DIRECTIONS: Transcription task. Write out each entry verbatim and exclude any image.

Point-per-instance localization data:
___
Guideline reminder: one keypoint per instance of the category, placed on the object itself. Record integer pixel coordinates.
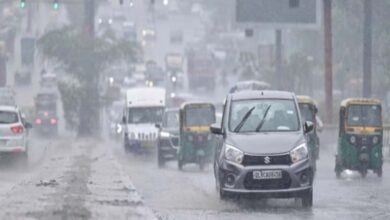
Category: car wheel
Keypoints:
(307, 199)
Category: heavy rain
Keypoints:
(194, 109)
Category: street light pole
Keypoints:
(367, 49)
(328, 60)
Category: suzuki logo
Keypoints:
(267, 160)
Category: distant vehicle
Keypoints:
(168, 138)
(7, 91)
(46, 119)
(144, 108)
(176, 37)
(148, 37)
(201, 69)
(250, 85)
(174, 67)
(23, 76)
(154, 74)
(13, 134)
(7, 96)
(360, 137)
(48, 80)
(262, 148)
(197, 144)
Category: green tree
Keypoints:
(84, 59)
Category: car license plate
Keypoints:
(267, 174)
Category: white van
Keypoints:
(144, 109)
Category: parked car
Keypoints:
(13, 133)
(261, 149)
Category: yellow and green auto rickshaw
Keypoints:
(308, 109)
(196, 141)
(360, 137)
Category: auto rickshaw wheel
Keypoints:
(307, 199)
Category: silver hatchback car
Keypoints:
(262, 147)
(13, 133)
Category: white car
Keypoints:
(13, 133)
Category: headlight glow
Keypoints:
(233, 154)
(165, 134)
(299, 153)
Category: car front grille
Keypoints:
(253, 160)
(267, 184)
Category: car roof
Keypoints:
(262, 94)
(8, 108)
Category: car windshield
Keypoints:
(307, 112)
(364, 115)
(280, 115)
(7, 117)
(171, 119)
(199, 116)
(145, 115)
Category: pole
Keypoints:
(278, 59)
(367, 49)
(328, 60)
(89, 19)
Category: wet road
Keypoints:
(191, 194)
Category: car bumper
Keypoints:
(296, 179)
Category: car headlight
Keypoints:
(233, 154)
(375, 140)
(299, 153)
(352, 139)
(165, 134)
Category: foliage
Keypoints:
(84, 58)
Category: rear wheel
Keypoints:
(307, 199)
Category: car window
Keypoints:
(280, 115)
(199, 116)
(8, 117)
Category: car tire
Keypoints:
(307, 199)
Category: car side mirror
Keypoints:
(308, 127)
(216, 129)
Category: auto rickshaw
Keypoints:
(196, 141)
(308, 109)
(360, 137)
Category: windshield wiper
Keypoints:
(263, 120)
(243, 120)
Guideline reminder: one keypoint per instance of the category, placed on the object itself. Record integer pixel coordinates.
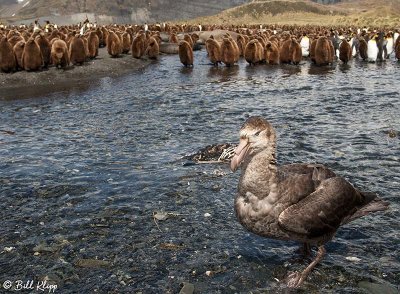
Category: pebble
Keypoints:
(187, 288)
(372, 288)
(353, 258)
(8, 249)
(92, 263)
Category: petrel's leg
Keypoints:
(296, 279)
(305, 249)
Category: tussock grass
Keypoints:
(361, 13)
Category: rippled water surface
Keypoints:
(86, 169)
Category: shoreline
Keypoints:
(46, 81)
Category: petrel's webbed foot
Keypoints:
(296, 279)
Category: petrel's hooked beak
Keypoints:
(240, 153)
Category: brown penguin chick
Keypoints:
(229, 55)
(105, 36)
(18, 50)
(31, 56)
(77, 53)
(138, 44)
(271, 53)
(322, 51)
(214, 51)
(153, 50)
(301, 202)
(241, 41)
(185, 53)
(14, 39)
(100, 36)
(126, 43)
(188, 39)
(363, 48)
(93, 44)
(295, 50)
(8, 62)
(59, 53)
(45, 48)
(54, 34)
(114, 46)
(173, 38)
(345, 51)
(86, 45)
(254, 52)
(195, 37)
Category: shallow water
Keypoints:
(87, 168)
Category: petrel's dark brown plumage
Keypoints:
(301, 202)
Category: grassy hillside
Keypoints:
(357, 12)
(154, 10)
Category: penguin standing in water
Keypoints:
(372, 49)
(389, 45)
(305, 46)
(355, 45)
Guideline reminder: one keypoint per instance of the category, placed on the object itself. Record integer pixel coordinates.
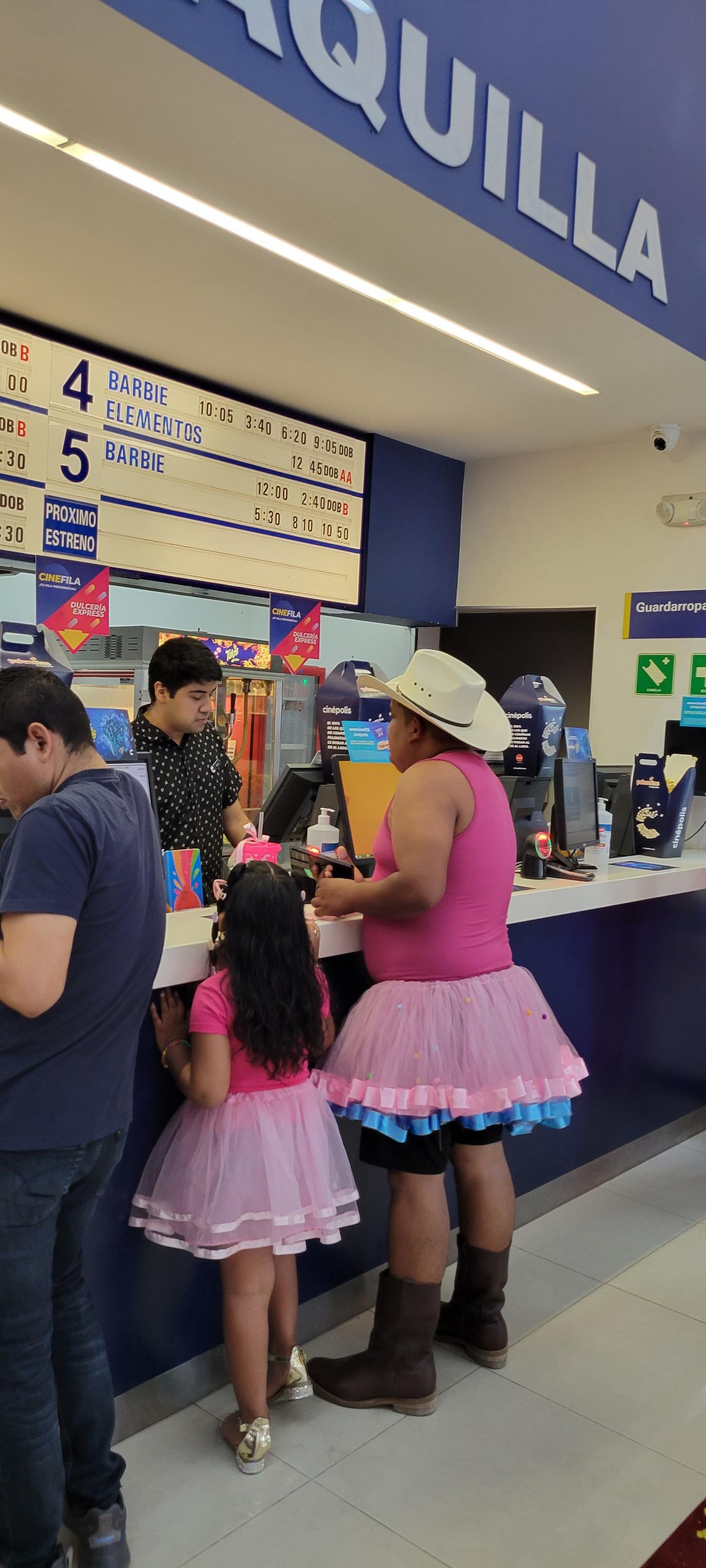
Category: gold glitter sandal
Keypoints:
(299, 1382)
(255, 1445)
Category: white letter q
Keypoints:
(357, 81)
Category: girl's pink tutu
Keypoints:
(416, 1054)
(261, 1170)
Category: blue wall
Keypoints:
(415, 533)
(617, 81)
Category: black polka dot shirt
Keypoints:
(195, 785)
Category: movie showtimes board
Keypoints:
(104, 462)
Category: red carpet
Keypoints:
(686, 1548)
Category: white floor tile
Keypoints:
(628, 1364)
(504, 1478)
(697, 1143)
(675, 1277)
(538, 1289)
(310, 1434)
(184, 1490)
(600, 1234)
(316, 1528)
(674, 1181)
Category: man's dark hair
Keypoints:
(182, 662)
(38, 697)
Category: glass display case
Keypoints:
(267, 718)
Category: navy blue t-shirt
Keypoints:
(90, 852)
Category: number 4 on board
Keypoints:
(78, 386)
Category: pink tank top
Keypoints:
(467, 933)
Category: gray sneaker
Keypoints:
(101, 1540)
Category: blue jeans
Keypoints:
(57, 1413)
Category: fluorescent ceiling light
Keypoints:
(289, 253)
(30, 127)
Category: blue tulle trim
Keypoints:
(554, 1114)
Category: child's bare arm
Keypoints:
(198, 1064)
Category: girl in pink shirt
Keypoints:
(252, 1167)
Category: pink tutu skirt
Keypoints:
(261, 1170)
(416, 1054)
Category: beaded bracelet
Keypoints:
(170, 1043)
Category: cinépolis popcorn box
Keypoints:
(535, 711)
(663, 792)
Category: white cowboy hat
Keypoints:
(451, 697)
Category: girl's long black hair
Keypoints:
(270, 963)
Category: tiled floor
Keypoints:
(587, 1451)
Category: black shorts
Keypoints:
(421, 1155)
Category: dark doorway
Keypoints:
(507, 643)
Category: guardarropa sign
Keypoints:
(550, 126)
(666, 614)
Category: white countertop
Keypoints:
(185, 955)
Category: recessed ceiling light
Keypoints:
(289, 253)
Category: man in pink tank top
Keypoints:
(449, 1046)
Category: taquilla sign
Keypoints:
(537, 123)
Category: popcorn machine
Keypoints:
(266, 717)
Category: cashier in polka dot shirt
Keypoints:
(197, 783)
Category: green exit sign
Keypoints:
(656, 675)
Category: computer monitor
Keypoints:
(140, 767)
(528, 799)
(614, 788)
(575, 805)
(289, 805)
(364, 794)
(688, 741)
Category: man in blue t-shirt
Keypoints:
(82, 923)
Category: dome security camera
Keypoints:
(664, 438)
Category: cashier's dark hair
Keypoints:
(38, 697)
(182, 662)
(270, 963)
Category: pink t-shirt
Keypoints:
(212, 1013)
(467, 933)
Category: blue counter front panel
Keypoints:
(629, 988)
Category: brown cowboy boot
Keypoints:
(399, 1364)
(474, 1318)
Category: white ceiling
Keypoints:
(87, 254)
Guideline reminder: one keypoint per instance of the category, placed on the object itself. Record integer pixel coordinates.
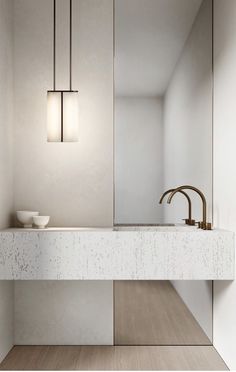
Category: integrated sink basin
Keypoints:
(134, 252)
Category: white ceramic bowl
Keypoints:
(26, 217)
(41, 221)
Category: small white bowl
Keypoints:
(41, 221)
(26, 217)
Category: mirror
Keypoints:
(163, 139)
(163, 107)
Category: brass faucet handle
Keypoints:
(204, 226)
(207, 226)
(189, 221)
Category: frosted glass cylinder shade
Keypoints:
(62, 116)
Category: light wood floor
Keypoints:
(152, 313)
(113, 358)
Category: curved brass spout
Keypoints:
(188, 221)
(203, 224)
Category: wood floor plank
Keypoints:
(152, 313)
(113, 358)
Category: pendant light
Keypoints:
(62, 105)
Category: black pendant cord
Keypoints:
(54, 44)
(70, 44)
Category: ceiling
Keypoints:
(149, 38)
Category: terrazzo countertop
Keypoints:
(161, 253)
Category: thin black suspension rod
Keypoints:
(70, 44)
(54, 44)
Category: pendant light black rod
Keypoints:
(54, 44)
(70, 44)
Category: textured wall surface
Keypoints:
(188, 143)
(6, 162)
(71, 182)
(138, 159)
(224, 168)
(71, 313)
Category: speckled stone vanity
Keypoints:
(158, 253)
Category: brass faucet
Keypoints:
(202, 224)
(188, 220)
___
REPLY TO THE EXERCISE:
Guideline reminder: one keypoint per instance of the category, placed on the object itself. Record integer pixel coordinates.
Category: car wheel
Keypoints:
(307, 199)
Category: heavy rain
Keypoints:
(194, 109)
Category: street light pole
Keypoints:
(367, 49)
(328, 60)
Category: suzuki logo
Keypoints:
(267, 160)
Category: distant vehicle
Keypoints:
(168, 138)
(7, 91)
(46, 119)
(144, 108)
(176, 37)
(148, 37)
(201, 69)
(250, 85)
(174, 67)
(23, 76)
(154, 74)
(13, 134)
(7, 96)
(360, 137)
(48, 80)
(262, 148)
(197, 144)
Category: green tree
Keypoints:
(84, 59)
Category: car license plate
Keypoints:
(267, 174)
Category: white van
Keypoints:
(144, 109)
Category: parked car
Keypoints:
(13, 133)
(261, 149)
Category: yellow and green auto rickshaw
Keypoints:
(308, 109)
(196, 141)
(360, 137)
Category: auto rickshaw wheel
Keypoints:
(307, 199)
Category: silver hatchback car
Keypoints:
(262, 147)
(13, 133)
Category: white car
Keypoints:
(13, 133)
Category: headlight glow
Keypoints:
(233, 154)
(165, 134)
(299, 153)
Category: car front grille
Keypoints:
(253, 160)
(267, 184)
Category: car roof
Keypoints:
(262, 94)
(8, 108)
Category: car windshield
Keypoints:
(307, 112)
(364, 115)
(280, 115)
(7, 117)
(171, 119)
(199, 116)
(145, 115)
Category: pole
Keypoints:
(278, 59)
(367, 49)
(328, 60)
(89, 19)
Category: wet road
Keypoints:
(191, 194)
Category: car bumper
Keypoints:
(296, 179)
Category: car headlight
Keypoints:
(233, 154)
(375, 140)
(299, 153)
(352, 139)
(165, 134)
Category: foliage
Keypoints:
(84, 58)
Category: rear wheel
Keypoints:
(307, 199)
Category: car window
Keypoints:
(280, 115)
(199, 116)
(8, 117)
Category: car tire
Keypoints:
(307, 199)
Category: car side mirror
Keypoints:
(308, 127)
(216, 129)
Category: auto rickshaw
Keypoints:
(196, 141)
(308, 109)
(360, 137)
Category: windshield wiper
Keypoints:
(263, 120)
(243, 120)
Guideline reminder: one keypoint per instance of the category, placed on the object itself. Record integer pixel coordinates.
Category: pebble
Keypoints:
(187, 288)
(372, 288)
(353, 258)
(8, 249)
(92, 263)
Category: petrel's leg
Keypoints:
(296, 279)
(305, 249)
Category: tussock grass
Keypoints:
(361, 13)
Category: rippled water surface
Keypoints:
(86, 169)
Category: shoreline
Keypoints:
(46, 81)
Category: petrel's webbed foot
Keypoints:
(296, 279)
Category: petrel's hooked beak
Keypoints:
(240, 153)
Category: brown penguin chick
Keypoints:
(229, 55)
(105, 36)
(18, 50)
(31, 56)
(77, 53)
(138, 44)
(271, 53)
(322, 51)
(214, 51)
(153, 50)
(301, 202)
(241, 41)
(185, 53)
(14, 39)
(100, 36)
(126, 43)
(188, 39)
(363, 48)
(93, 44)
(295, 50)
(8, 62)
(59, 53)
(45, 48)
(54, 34)
(114, 46)
(173, 38)
(345, 51)
(86, 45)
(254, 52)
(195, 37)
Category: shallow water
Keypoints:
(87, 168)
Category: petrel's dark brown plumage
Keypoints:
(301, 202)
Category: grassy hillside
Keypoints:
(357, 12)
(154, 10)
Category: penguin standing in water
Keypoints:
(372, 49)
(389, 45)
(305, 46)
(355, 45)
Guideline reminder: one keypoint per instance of the category, placed on the object itself. Record integer pixel coordinates.
Category: gold glitter sandal
Keypoints:
(299, 1382)
(255, 1445)
Category: white letter q
Keypoints:
(357, 81)
Category: girl's pink tutu
Keypoints:
(416, 1054)
(261, 1170)
Category: blue wall
Keypoints:
(415, 533)
(617, 81)
Category: black polka dot shirt
Keypoints:
(195, 785)
Category: movie showtimes board
Keypoints:
(104, 462)
Category: red carpet
Keypoints:
(686, 1548)
Category: white floor tile
Keypoints:
(628, 1364)
(504, 1478)
(697, 1143)
(675, 1277)
(538, 1289)
(310, 1434)
(184, 1490)
(600, 1234)
(316, 1528)
(674, 1181)
Category: man's dark hair
Keypoints:
(182, 662)
(38, 697)
Category: glass display case
Keypoints:
(267, 718)
Category: navy blue t-shirt
Keypoints:
(90, 852)
Category: number 4 on board
Keypoints:
(78, 386)
Category: pink tank top
Keypoints:
(467, 933)
Category: gray sneaker
Keypoints:
(101, 1540)
Category: blue jeans
Keypoints:
(57, 1413)
Category: fluorescent ceiling light
Keypoints:
(289, 253)
(30, 127)
Category: blue tulle trim
Keypoints:
(554, 1114)
Category: child's bare arm
Keypoints:
(198, 1064)
Category: girl in pink shirt
Keypoints:
(252, 1167)
Category: pink tutu skirt
Keypoints:
(261, 1170)
(416, 1054)
Category: beaded bracelet
Keypoints:
(170, 1043)
Category: cinépolis popcorn box
Keypoints:
(535, 711)
(663, 792)
Category: white cowboy hat
Keypoints:
(451, 697)
Category: girl's long black hair
Keypoints:
(270, 963)
Category: tiled floor
Keypoints:
(587, 1451)
Category: black shorts
Keypoints:
(421, 1155)
Category: dark doorway
Keypoints:
(507, 643)
Category: guardarropa sign
Keypoints:
(550, 126)
(666, 614)
Category: white countertop
Keypoints:
(185, 955)
Category: recessed ceiling light
Keypoints:
(289, 253)
Category: man in pink tank top
Keypoints:
(449, 1046)
Category: taquilla sign
Keypoints:
(537, 123)
Category: popcorn machine
Keypoints:
(266, 717)
Category: cashier in polka dot shirt
Keypoints:
(197, 783)
Category: green exit sign
Keypoints:
(656, 675)
Category: computer monitor
Keypoints:
(140, 767)
(528, 799)
(614, 788)
(575, 805)
(289, 805)
(364, 794)
(688, 741)
Category: man in blue t-shirt
Keypoints:
(82, 923)
Category: dome security camera
Keypoints:
(664, 438)
Category: cashier's dark hair
Keypoints:
(38, 697)
(182, 662)
(270, 963)
Category: pink t-shirt
Keypoints:
(212, 1013)
(467, 933)
Category: blue counter front panel
Keypoints:
(629, 988)
Category: brown cowboy boot
Keypoints:
(399, 1364)
(474, 1318)
Category: white ceiling
Keypoints:
(87, 254)
Guideline reminder: one keypoint per instance of the category, placed on the object itself. Record integer pixel coordinates.
Category: integrated sink basin
Keypoints:
(134, 252)
Category: white ceramic bowl
Keypoints:
(26, 217)
(41, 221)
Category: small white bowl
Keypoints:
(41, 221)
(26, 217)
Category: mirror
Keypoints:
(163, 139)
(163, 107)
Category: brass faucet handle
Keypoints:
(204, 226)
(207, 226)
(189, 221)
Category: frosted glass cylinder shade
Keypoints:
(62, 116)
Category: light wood floor
Keypoints:
(152, 313)
(113, 358)
Category: curved brass spout
Keypoints:
(188, 221)
(203, 224)
Category: wood floor plank
Keypoints:
(152, 313)
(113, 358)
Category: pendant light
Keypoints:
(62, 105)
Category: black pendant cord
Keypoints:
(54, 44)
(70, 44)
Category: ceiling
Keypoints:
(149, 38)
Category: terrazzo countertop
Keypoints:
(161, 253)
Category: thin black suspension rod
Keypoints:
(70, 44)
(54, 44)
Category: pendant light black rod
Keypoints:
(54, 44)
(70, 44)
Category: textured wall surface
Keypoints:
(188, 143)
(6, 162)
(71, 182)
(138, 159)
(224, 168)
(71, 313)
Category: speckled stone vanity
Keypoints:
(158, 253)
Category: brass faucet
Keypoints:
(202, 224)
(188, 220)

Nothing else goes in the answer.